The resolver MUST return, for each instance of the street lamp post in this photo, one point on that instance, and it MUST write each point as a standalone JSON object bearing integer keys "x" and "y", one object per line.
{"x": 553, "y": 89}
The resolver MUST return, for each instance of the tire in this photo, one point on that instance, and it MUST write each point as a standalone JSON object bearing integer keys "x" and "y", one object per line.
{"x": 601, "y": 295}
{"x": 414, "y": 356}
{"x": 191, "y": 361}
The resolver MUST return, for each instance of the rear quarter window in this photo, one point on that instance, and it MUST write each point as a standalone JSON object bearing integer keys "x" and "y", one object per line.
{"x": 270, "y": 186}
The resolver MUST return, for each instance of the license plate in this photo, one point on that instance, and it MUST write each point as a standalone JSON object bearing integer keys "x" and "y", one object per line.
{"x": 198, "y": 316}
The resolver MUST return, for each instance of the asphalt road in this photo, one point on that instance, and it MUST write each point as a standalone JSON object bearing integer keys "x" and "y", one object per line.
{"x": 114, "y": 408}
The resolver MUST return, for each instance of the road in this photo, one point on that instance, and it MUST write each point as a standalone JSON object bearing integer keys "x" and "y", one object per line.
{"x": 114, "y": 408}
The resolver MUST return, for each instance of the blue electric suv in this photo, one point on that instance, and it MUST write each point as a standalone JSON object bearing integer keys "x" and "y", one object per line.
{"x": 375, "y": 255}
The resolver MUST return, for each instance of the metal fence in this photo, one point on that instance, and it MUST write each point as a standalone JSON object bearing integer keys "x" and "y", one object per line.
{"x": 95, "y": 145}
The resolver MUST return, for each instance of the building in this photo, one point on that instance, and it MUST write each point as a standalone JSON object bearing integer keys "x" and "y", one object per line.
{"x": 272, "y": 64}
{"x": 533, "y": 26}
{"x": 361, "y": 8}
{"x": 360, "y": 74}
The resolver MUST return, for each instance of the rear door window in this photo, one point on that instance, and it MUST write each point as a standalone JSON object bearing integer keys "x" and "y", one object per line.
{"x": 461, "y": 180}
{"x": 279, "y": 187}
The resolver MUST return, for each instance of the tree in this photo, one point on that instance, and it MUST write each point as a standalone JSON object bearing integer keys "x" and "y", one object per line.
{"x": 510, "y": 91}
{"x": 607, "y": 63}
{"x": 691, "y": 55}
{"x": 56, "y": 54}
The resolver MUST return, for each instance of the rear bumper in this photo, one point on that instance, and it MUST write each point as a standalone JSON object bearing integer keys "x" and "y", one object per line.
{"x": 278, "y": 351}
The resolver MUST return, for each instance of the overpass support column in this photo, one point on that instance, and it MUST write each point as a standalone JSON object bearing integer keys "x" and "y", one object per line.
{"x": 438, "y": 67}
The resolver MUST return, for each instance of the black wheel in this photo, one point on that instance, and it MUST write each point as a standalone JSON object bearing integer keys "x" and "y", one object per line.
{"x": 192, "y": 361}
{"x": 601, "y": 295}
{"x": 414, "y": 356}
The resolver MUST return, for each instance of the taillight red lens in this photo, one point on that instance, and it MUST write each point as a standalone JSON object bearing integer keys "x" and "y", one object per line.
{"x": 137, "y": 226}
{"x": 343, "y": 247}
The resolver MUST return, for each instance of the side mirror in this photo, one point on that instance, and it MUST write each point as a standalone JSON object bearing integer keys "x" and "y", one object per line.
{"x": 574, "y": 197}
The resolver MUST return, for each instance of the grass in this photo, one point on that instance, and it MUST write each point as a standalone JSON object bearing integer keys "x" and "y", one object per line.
———
Repeat the entries above exactly, leaving nothing out.

## [Solution for this exercise]
The resolver MUST return, for each instance of the street lamp post in this photo, one point on that instance, and it MUST write each point as a standalone JSON object bearing integer keys "x" and "y", one object per line.
{"x": 553, "y": 89}
The resolver MUST return, for each instance of the tire in this photo, one point on that instance, and it MUST write each point as a standalone JSON object bearing integer keys "x" and "y", one object per line.
{"x": 601, "y": 295}
{"x": 414, "y": 356}
{"x": 191, "y": 361}
The resolver MUST return, for each instance of the rear quarter window in this photo, one point on that instance, and it MUST write each point as a standalone JSON object bearing integer keys "x" and "y", one object per line.
{"x": 270, "y": 186}
The resolver MUST return, for each instance of the license plate in this photo, one point on that instance, and it MUST write each point as a standalone JSON object bearing integer keys "x" and "y", one object per line.
{"x": 198, "y": 316}
The resolver MUST return, for each instance of the asphalt road in this photo, one point on that instance, and it MUST write each point as a standalone JSON object bearing integer keys "x" and "y", one object per line.
{"x": 114, "y": 408}
The resolver MUST return, for each instance of the road in this photo, one point on that instance, and it MUST write each point as a standalone JSON object bearing integer keys "x" and "y", one object per line.
{"x": 114, "y": 408}
The resolver MUST return, for each instance of the blue electric suv in this photo, one point on that instance, and it MUST write each point as a standalone JSON object bearing integer keys "x" and "y", one object per line.
{"x": 375, "y": 255}
The resolver MUST return, for each instance of the metal fence in this photo, one point on that instance, and it MUST write each point as a standalone JSON object bearing integer keys "x" and "y", one object per line.
{"x": 95, "y": 145}
The resolver MUST return, for each instance of the building in this photo, one point on that instance, and it MUST write each point as a standalone JSON object bearing integer keys "x" and "y", one object per line.
{"x": 272, "y": 64}
{"x": 533, "y": 26}
{"x": 361, "y": 8}
{"x": 360, "y": 74}
The resolver MUST return, for each instance of the rear door window in this photo, one point on that instance, and it MUST write each point as a standalone JSON object bearing integer keys "x" and "y", one object per line.
{"x": 461, "y": 180}
{"x": 279, "y": 187}
The resolver MUST return, for each instance of the tree in this photo, one point on that instance, and it MUST write each point as a standalone JSON object bearing integer keys "x" and "y", one object per line.
{"x": 510, "y": 91}
{"x": 607, "y": 63}
{"x": 691, "y": 55}
{"x": 56, "y": 54}
The resolver MUST return, for each instance of the rear bumper in this photo, one point on that instance, and it MUST write each point as a standalone JSON object bearing integer keys "x" and "y", one object per line.
{"x": 278, "y": 351}
The resolver MUST return, for each instance of the overpass support column in this photo, one point on that instance, and it MUST write each point as a standalone JSON object bearing integer keys "x" and "y", one object per line.
{"x": 438, "y": 67}
The resolver MUST return, for each instance of the black wheel in this photo, one point on that instance, and it MUST write each point as a standalone JSON object bearing integer keys "x" and "y", one object per line.
{"x": 192, "y": 361}
{"x": 601, "y": 295}
{"x": 414, "y": 356}
The resolver MUST return, for each instance of the taillight red lens in this photo, one point on that instance, and it MUST write each point as a standalone JSON object bearing integer keys "x" and "y", one object per line.
{"x": 137, "y": 226}
{"x": 343, "y": 247}
The resolver MUST return, for each instance of the side mirror in this photo, one point on that instance, and it MUST write each point as a standalone JSON object bearing integer keys "x" and "y", one object per line.
{"x": 574, "y": 197}
The resolver MUST return, for each instance of the grass in this photo, one point on that instance, and it MUST write each point as a standalone JSON object bearing integer keys "x" and "y", one object per line.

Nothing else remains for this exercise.